Segment Start: Input

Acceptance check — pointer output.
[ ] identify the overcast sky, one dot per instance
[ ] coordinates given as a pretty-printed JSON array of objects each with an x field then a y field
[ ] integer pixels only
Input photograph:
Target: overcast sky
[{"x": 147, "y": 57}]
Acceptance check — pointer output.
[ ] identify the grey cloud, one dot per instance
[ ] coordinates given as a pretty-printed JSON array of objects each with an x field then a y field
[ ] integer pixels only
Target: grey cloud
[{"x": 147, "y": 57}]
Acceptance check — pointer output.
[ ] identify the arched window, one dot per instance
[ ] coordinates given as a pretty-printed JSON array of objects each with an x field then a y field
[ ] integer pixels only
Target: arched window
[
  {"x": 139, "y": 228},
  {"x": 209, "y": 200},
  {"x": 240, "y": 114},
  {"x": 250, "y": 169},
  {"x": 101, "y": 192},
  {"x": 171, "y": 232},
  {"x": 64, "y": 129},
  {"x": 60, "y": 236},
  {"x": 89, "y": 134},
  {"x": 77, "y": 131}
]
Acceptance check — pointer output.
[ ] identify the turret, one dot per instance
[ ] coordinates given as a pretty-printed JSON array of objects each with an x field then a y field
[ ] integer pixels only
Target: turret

Segment End: Input
Segment Start: Input

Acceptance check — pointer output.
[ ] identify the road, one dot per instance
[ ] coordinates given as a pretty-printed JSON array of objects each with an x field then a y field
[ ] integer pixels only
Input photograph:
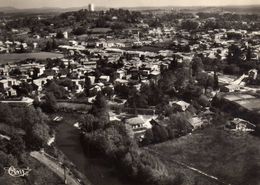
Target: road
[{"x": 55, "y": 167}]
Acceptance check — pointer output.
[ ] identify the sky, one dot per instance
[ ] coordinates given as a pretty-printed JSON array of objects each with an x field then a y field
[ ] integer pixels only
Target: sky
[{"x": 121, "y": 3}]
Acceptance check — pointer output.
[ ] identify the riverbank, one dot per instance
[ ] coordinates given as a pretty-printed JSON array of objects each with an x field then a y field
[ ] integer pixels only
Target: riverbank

Segment End: Input

> _Aim of the task_
Copy whichever lines above contain the string "instance".

> _Solution_
[ ] identify the overcast sky, one dot per instance
[ ] identify the grey cloud, one dot per instance
[ ] identify the arched window, one dot per instance
[ ] identify the turret, one dot per instance
[ ] identify the road, one dot per instance
[ ] identify the sky, one dot per instance
[ ] identify the riverbank, one dot per instance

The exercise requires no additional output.